- _Exercise input_
###

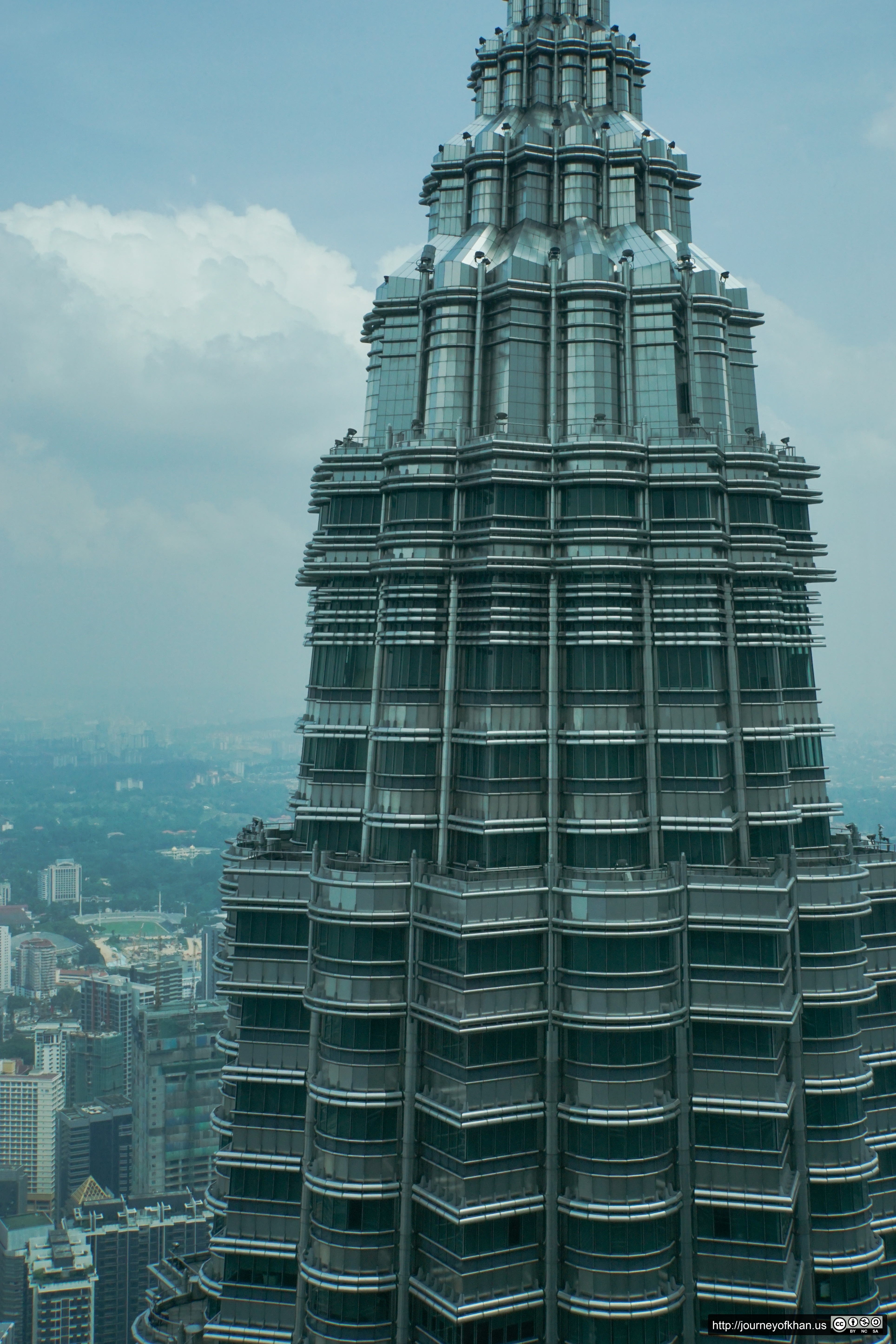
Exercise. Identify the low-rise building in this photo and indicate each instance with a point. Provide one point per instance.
(61, 1284)
(125, 1238)
(95, 1140)
(17, 1232)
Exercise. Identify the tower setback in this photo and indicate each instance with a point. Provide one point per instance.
(558, 1015)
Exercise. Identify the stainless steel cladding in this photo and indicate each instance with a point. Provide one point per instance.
(558, 1013)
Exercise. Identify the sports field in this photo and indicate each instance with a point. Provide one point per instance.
(131, 929)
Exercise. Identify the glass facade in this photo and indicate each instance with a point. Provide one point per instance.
(558, 1014)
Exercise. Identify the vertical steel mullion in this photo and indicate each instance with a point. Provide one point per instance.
(406, 1218)
(737, 726)
(375, 710)
(476, 397)
(553, 351)
(308, 1148)
(448, 714)
(796, 1048)
(651, 715)
(684, 1089)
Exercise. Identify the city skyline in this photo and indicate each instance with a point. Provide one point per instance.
(593, 996)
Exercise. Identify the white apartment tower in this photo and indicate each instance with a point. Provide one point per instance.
(61, 883)
(29, 1105)
(6, 960)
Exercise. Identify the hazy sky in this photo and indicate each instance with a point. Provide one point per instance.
(197, 202)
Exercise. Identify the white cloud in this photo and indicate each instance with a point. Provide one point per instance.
(395, 257)
(835, 401)
(170, 381)
(197, 276)
(882, 132)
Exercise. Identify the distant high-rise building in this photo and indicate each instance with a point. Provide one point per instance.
(61, 1283)
(177, 1073)
(125, 1238)
(50, 1050)
(210, 948)
(95, 1140)
(96, 1066)
(111, 1003)
(61, 883)
(29, 1107)
(37, 963)
(165, 976)
(14, 1193)
(17, 1230)
(6, 959)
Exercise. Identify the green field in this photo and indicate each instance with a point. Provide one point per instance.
(129, 929)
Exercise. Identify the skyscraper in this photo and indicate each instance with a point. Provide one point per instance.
(598, 1031)
(165, 978)
(111, 1003)
(61, 1283)
(125, 1238)
(29, 1107)
(96, 1066)
(37, 959)
(210, 949)
(177, 1076)
(6, 960)
(17, 1232)
(95, 1140)
(61, 883)
(50, 1050)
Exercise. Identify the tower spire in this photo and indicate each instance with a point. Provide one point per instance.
(523, 11)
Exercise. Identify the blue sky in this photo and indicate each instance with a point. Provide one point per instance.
(195, 204)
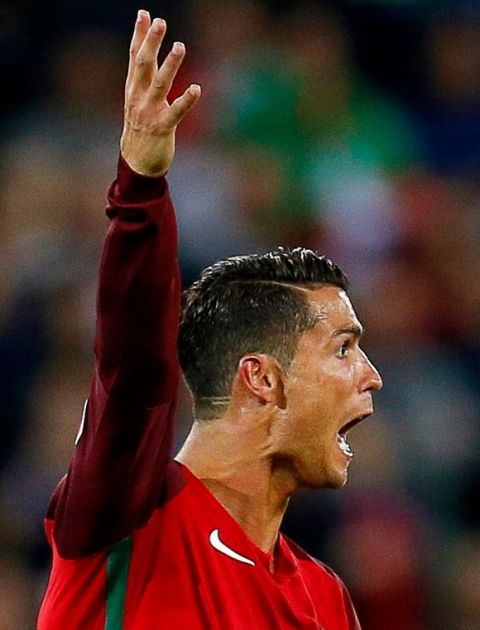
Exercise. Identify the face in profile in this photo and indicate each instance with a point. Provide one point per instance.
(328, 389)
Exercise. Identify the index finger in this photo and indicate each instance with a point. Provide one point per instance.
(142, 24)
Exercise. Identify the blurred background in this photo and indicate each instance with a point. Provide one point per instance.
(352, 127)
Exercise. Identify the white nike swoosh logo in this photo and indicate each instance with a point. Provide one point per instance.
(222, 548)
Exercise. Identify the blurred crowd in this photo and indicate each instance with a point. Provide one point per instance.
(351, 127)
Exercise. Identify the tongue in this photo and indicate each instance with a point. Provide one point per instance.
(344, 446)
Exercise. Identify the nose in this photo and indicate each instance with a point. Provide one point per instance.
(371, 379)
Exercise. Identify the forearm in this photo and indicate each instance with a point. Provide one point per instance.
(138, 294)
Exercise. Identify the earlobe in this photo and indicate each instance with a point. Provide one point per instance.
(261, 375)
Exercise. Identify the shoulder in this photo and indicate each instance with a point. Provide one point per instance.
(323, 583)
(314, 567)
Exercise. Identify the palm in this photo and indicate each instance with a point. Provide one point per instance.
(148, 138)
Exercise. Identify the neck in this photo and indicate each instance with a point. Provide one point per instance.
(234, 461)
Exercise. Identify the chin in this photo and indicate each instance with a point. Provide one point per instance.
(332, 479)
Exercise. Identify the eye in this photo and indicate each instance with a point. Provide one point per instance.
(342, 351)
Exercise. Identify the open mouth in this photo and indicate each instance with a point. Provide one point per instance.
(343, 445)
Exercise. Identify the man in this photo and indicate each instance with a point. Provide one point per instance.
(269, 346)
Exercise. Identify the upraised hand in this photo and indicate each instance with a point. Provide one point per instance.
(148, 138)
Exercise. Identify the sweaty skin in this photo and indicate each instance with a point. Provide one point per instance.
(280, 430)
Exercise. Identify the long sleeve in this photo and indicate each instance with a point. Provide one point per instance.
(124, 445)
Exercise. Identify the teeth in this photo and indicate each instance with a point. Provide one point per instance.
(344, 446)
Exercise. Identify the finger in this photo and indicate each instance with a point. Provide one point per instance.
(182, 105)
(162, 82)
(146, 59)
(142, 25)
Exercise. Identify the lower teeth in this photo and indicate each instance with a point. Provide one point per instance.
(344, 446)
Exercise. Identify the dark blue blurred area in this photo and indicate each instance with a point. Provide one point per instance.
(351, 127)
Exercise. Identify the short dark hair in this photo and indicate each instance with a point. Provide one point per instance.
(247, 304)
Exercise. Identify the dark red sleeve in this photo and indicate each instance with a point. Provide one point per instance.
(120, 460)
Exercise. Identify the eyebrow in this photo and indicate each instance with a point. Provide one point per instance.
(356, 331)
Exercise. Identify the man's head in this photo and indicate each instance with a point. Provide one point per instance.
(282, 326)
(243, 305)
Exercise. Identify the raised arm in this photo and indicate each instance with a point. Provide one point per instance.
(123, 447)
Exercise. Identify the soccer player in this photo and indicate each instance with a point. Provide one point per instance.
(269, 346)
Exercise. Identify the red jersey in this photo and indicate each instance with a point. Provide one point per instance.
(138, 541)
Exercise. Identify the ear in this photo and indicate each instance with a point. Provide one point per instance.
(263, 377)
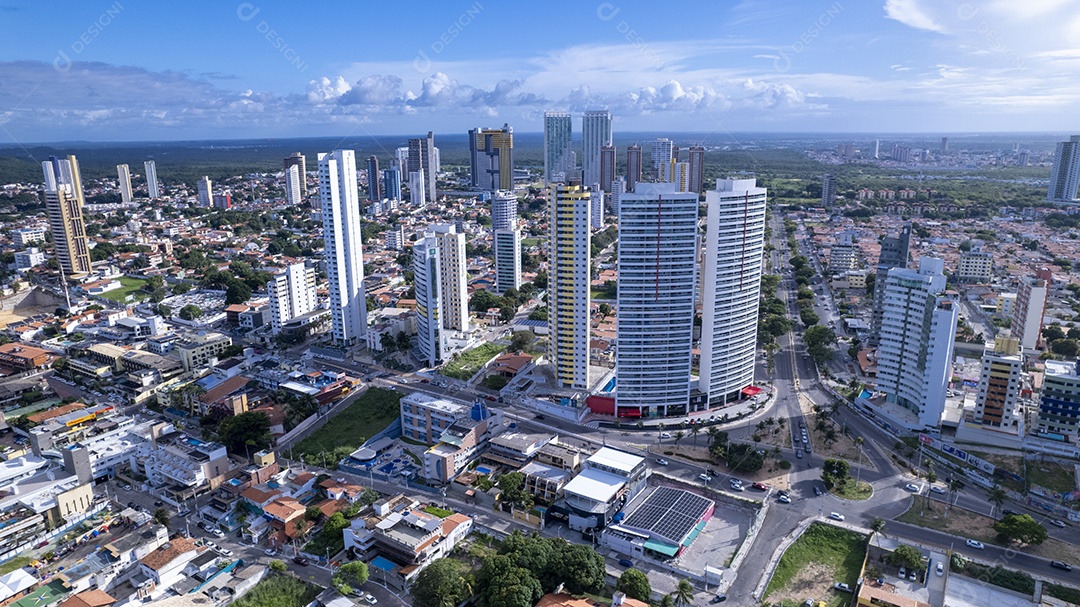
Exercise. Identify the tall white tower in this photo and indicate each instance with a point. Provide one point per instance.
(658, 245)
(731, 285)
(568, 282)
(596, 133)
(345, 262)
(557, 150)
(124, 177)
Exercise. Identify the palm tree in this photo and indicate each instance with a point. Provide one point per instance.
(684, 594)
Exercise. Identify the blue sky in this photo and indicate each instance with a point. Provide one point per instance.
(121, 70)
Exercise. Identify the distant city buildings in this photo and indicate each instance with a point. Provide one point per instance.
(557, 148)
(1065, 175)
(658, 244)
(915, 353)
(731, 286)
(64, 202)
(341, 230)
(595, 133)
(491, 158)
(124, 180)
(568, 284)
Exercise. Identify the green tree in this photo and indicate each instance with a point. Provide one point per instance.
(635, 584)
(245, 433)
(1021, 528)
(441, 583)
(684, 593)
(906, 556)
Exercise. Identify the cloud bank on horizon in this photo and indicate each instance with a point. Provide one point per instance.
(274, 71)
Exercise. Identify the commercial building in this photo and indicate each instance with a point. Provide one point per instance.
(568, 284)
(915, 354)
(731, 285)
(424, 418)
(341, 230)
(197, 350)
(124, 180)
(658, 246)
(999, 386)
(1065, 175)
(491, 158)
(1060, 403)
(64, 202)
(893, 254)
(153, 190)
(633, 166)
(975, 266)
(557, 150)
(508, 259)
(422, 158)
(292, 295)
(609, 479)
(595, 133)
(1029, 308)
(297, 159)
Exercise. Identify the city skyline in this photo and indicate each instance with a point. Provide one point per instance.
(264, 70)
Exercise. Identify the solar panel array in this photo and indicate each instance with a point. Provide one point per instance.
(670, 513)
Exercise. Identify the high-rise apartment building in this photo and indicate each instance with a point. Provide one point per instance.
(345, 260)
(568, 295)
(607, 167)
(297, 159)
(427, 280)
(697, 160)
(633, 166)
(1029, 308)
(1000, 380)
(421, 159)
(152, 189)
(894, 251)
(124, 179)
(1065, 175)
(1060, 402)
(503, 211)
(827, 189)
(392, 181)
(595, 133)
(64, 201)
(658, 245)
(660, 156)
(374, 185)
(205, 192)
(293, 189)
(292, 295)
(491, 158)
(557, 148)
(508, 259)
(731, 286)
(915, 353)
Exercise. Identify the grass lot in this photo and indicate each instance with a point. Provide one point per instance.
(821, 556)
(464, 365)
(848, 489)
(368, 415)
(16, 563)
(280, 591)
(131, 286)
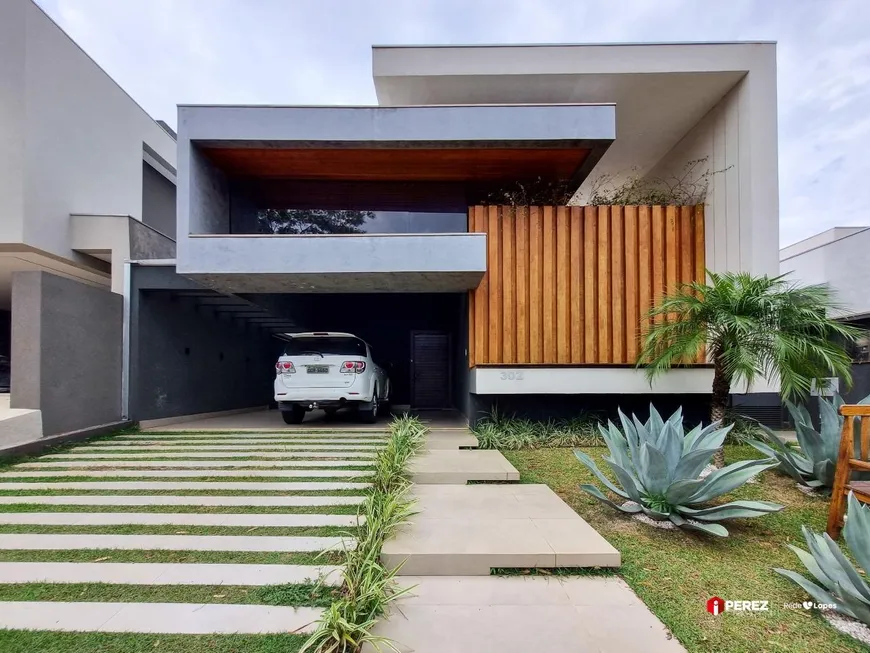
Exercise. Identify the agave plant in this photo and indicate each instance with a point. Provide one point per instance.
(842, 584)
(816, 461)
(659, 467)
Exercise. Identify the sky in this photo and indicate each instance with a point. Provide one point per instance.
(168, 52)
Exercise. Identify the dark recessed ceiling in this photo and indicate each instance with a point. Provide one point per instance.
(400, 164)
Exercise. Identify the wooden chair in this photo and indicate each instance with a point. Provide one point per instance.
(850, 460)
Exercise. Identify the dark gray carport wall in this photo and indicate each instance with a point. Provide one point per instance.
(191, 354)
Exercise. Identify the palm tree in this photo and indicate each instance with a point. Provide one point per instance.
(752, 327)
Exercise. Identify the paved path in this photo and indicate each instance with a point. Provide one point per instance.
(118, 467)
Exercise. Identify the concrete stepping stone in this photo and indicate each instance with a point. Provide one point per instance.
(450, 439)
(469, 529)
(195, 463)
(216, 454)
(264, 486)
(460, 467)
(182, 473)
(266, 442)
(505, 614)
(258, 543)
(230, 447)
(172, 519)
(157, 618)
(158, 500)
(147, 573)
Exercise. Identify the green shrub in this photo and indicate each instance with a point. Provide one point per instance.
(498, 431)
(841, 583)
(367, 586)
(658, 466)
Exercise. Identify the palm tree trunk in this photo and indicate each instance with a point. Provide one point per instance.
(719, 403)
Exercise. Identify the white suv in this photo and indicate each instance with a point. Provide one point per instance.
(328, 370)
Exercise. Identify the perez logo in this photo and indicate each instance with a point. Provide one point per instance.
(717, 606)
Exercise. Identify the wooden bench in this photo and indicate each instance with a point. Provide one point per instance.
(850, 460)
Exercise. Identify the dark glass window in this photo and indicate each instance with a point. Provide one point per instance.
(343, 221)
(326, 345)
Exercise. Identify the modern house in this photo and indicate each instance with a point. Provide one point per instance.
(468, 226)
(87, 181)
(420, 225)
(838, 257)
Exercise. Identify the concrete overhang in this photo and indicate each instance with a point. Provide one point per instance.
(443, 143)
(349, 263)
(660, 90)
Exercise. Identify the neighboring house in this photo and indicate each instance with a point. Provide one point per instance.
(372, 220)
(87, 180)
(838, 257)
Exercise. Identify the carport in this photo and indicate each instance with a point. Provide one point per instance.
(199, 352)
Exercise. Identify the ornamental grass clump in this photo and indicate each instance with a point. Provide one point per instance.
(840, 583)
(367, 586)
(814, 464)
(658, 468)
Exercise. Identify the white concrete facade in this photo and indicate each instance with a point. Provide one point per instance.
(72, 142)
(674, 103)
(837, 257)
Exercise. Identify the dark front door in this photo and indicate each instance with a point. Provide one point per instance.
(430, 369)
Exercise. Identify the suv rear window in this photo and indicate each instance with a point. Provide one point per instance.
(328, 346)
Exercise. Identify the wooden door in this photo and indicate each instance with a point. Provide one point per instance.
(430, 369)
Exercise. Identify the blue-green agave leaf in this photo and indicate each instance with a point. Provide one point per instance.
(653, 470)
(586, 460)
(595, 492)
(729, 478)
(679, 491)
(629, 482)
(732, 510)
(693, 463)
(857, 532)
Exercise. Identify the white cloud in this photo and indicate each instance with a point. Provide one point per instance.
(168, 52)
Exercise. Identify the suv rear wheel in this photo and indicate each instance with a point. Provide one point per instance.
(293, 416)
(370, 413)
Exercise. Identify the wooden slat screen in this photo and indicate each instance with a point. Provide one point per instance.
(569, 285)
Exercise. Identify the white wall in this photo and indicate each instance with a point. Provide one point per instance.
(843, 264)
(83, 133)
(11, 122)
(739, 137)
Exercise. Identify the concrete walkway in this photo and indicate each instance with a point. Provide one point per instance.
(135, 464)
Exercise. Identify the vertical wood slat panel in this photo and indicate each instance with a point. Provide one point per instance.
(563, 286)
(521, 240)
(605, 325)
(493, 237)
(590, 282)
(536, 268)
(617, 284)
(632, 305)
(549, 285)
(481, 304)
(700, 260)
(658, 256)
(577, 290)
(572, 284)
(644, 269)
(508, 285)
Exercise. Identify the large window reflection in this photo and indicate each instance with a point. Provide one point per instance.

###

- _Problem to work on_
Copy the rows from the line with "Exercise. Identify the stainless" up to and including the line with "(684, 1089)", swapping "sports field" for "playing field" and leaving all else unchanged.

- _Complete response_
Exercise. Identify the stainless steel cladding in this photo and indicate each instance with a point. Provide one point per instance.
(558, 1013)
Exercise. Identify the playing field in this photo and indicate each instance with a point. Provide one point per instance.
(131, 929)
Exercise. Identify the glass facade in this photo and indicate each instance with a point. Provide one point per instance.
(558, 1014)
Exercise. Identify the vertical steel mullion in this photo and indicate each instance with a point. Provide one point per instance.
(406, 1218)
(737, 726)
(375, 710)
(476, 397)
(553, 351)
(308, 1148)
(448, 714)
(796, 1048)
(651, 715)
(684, 1089)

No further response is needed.